Job is a poetic drama of a human encounter with God. It contains characters, theme, plot, dialogue, setting, scenic effect, spectators, and structure prologue, argument, and epilogue. Job is a comedy with a bittersweet ending. Job consists of imaginative vision and has a power that goes above the ordinary and reveals the mystery of creation with the eyes of God. Job has extreme parallelism, which are lines that use different words to express the same or similar ideas. These can be synonymous, which means they mean the same, antithetical which means the second line expresses truth of the first in a negative way, or synthetic, which means the second line completes or expands on the first. Job also shows another type of poetry, chiasm, which represents the crossing of two objects in reverse order between two lines of literature. The book seems to close the gap between God and humans.
Source criticism says that the time of composition determines how readers interpret Job. A later date would point to an understanding of the suffering brought upon Judah by Babylonian captivity. It is also said that Job is ambiguous and tells one story in prose and another in poetry. The book is considered wisdom literature. It acknowledges the human quest for understanding. The book asks about the proper reason for serving God and also the reason for suffering. The book addresses the mystery of God and human’s imperfect knowledge of him.
The goal of this chapter was to introduce the major genres in the Bible and also to explain how the genre can affect how the text is interpreted. I believe these goals were well achieved in this chapter. Each type of genre was thoroughly explained and examples were given. The chapter showed how each genre is used and also how it affects the understanding of the text.
The book goes into great detail into two books in the Bible in particular, Genesis and Job. The chapter goes through these whole books and gives all the genres found in these books and examples. The examples really help to expand on just the definition of the genres and put them more into perspective for the reader. It helps to better understand what the genre is actually about and how the story is written into that genre. It also helps the reader to be able to distinguish between the different genres on their own.
The chapter didn’t give that many other examples or at least go into as great of detail for other books in the bible. I think this is because Genesis and Job contain the great amount of variety and give clear examples of the genres to use as a basis for readers. After learning these they can then go out and look at the other books in the Bible and are able to figure out the genres used in them for themselves.

* [ACTIVITY]
Translate this sentence from the passage on Job into Spanish: "The book is considered wisdom literature." The data after the passage on Job is separate material.

* [GIVEN ENTRIES]

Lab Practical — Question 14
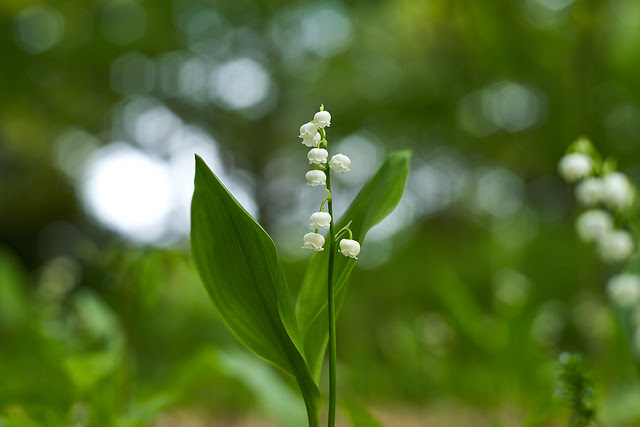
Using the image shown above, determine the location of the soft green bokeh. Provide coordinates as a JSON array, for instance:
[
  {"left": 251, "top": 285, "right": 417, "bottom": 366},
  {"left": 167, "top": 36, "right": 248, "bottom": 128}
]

* [RESPONSE TO THIS EXERCISE]
El libro se considera literatura sapiencial.